### Selected extract

Today would have been my mom’s sixty-sixth birthday.
I don’t usually make a post for her birthday, only on the anniversary of her death. I’m sure it’s to the annoyance of those who follow me online and maybe even to some of my friends. I’m sure some people see it as morbid, that others are probably wondering why I’m still going on about it as if I’ll ever stop grieving my mom. But not too long ago someone I follow who also has a dead mom made a post for her mom on her birthday and remembered her then, instead of on the day that she died.
So I wanted to try doing that, or rather I’ve been thinking about my mom a lot recently and thought I might as well write about her, write something for her birthday. There’s a lot to October, or there used to be when she was here. Her birthday was always around or on Thanksgiving which meant we’d sometimes have to postpone her birthday dinner to before or after Thanksgiving depending on where her birthday landed that year, but it also meant that we had two cakes. My dad would buy her one and then she got a free one from her work, so we’d have cake for days, and later in the month was my parent’s anniversary. There used to be a lot for us to celebrate in October.
But October is also Breast Cancer Awareness Month. It feels like a cosmic joke sometimes for my mom to have been born in October only to have breast cancer three times, to end up dying of inflammatory breast cancer in the end. She was first diagnosed when I was nine or ten and after the first time she went into remission we were a family that proudly wore pink ribbons. Sometimes I still find them around the house. My mom was very proud to be a survivor. When the second and third diagnosis came she was determined she would beat it even when it was clear there wasn’t any hope. As my dad described her when writing her obituary, my mom made optimists look like a cynics.
And I think about how it’s only motivational to call something a battle when it’s something you’ve won, not something you’ve lost. Sometimes I see TikToks of cancer patients ringing the bell to let everyone on the floor know that their battle is over, that they’ve won. I saw a TikTok once of a small child being allowed to ring the bell and their mother looking away because the kid hadn’t won but couldn’t understand that. I wonder if my mom rang the bell, if the bell even existed then because if it existed she would have wanted that, more than anything. And she would do it smiling.

######
### Data

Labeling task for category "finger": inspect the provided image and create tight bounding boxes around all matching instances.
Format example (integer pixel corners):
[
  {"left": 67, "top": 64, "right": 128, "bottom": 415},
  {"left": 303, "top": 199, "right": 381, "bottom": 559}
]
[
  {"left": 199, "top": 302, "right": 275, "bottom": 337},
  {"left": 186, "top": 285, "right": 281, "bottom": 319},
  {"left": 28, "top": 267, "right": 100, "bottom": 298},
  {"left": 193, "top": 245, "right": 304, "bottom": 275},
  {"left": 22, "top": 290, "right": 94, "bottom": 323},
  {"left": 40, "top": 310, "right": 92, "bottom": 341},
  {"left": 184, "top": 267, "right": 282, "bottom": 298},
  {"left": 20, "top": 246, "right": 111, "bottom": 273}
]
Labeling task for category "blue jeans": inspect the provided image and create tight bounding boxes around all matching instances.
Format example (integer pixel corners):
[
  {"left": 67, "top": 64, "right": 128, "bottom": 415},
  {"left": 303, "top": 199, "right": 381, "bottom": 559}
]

######
### Data

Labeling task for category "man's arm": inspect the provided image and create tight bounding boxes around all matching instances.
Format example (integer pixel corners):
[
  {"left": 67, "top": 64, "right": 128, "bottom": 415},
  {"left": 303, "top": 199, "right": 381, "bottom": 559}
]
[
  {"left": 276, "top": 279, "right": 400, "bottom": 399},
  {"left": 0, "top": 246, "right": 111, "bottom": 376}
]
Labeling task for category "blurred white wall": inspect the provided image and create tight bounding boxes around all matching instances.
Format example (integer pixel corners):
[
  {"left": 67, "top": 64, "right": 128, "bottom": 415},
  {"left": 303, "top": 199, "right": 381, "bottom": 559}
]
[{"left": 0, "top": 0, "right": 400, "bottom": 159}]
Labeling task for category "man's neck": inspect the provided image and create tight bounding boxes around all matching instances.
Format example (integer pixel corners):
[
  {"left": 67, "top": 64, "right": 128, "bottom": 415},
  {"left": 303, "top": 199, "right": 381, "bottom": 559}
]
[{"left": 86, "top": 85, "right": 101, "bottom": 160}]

######
### Data

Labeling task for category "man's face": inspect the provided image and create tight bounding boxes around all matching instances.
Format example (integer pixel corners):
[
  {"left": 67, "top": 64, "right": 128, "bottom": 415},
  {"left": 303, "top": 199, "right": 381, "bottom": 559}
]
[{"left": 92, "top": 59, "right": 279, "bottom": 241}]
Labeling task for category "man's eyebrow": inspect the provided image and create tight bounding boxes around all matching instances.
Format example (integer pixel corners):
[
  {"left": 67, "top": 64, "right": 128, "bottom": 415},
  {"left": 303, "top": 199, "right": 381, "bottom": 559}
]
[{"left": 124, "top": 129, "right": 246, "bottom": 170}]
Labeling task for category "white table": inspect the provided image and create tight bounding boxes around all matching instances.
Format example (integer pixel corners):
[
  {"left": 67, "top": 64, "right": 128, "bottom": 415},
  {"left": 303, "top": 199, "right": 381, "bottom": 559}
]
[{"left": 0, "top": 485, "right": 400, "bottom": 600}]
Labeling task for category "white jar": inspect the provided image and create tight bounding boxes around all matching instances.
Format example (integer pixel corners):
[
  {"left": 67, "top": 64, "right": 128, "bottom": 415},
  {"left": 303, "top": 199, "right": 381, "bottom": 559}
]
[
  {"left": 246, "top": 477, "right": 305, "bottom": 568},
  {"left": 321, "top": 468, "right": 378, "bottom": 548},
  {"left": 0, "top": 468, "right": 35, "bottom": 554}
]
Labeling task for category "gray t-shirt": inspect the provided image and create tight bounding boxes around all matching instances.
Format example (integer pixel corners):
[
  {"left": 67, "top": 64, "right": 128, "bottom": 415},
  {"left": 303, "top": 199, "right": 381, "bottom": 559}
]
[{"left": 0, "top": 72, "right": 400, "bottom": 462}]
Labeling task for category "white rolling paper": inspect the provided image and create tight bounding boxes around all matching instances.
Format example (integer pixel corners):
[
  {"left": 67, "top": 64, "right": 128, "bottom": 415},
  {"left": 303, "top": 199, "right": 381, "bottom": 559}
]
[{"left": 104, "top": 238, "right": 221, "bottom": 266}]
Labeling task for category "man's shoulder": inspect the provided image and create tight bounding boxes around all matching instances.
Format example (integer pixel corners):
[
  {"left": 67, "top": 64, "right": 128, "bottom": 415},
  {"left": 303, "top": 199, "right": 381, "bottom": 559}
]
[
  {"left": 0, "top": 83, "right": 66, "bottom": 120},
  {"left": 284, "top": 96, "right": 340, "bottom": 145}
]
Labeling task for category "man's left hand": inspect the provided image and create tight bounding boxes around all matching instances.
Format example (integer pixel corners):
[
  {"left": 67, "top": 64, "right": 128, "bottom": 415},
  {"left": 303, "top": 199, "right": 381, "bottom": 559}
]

######

Task directions:
In the birthday post, where did the mom's second birthday cake come from?

Answer section:
She got it free from her work.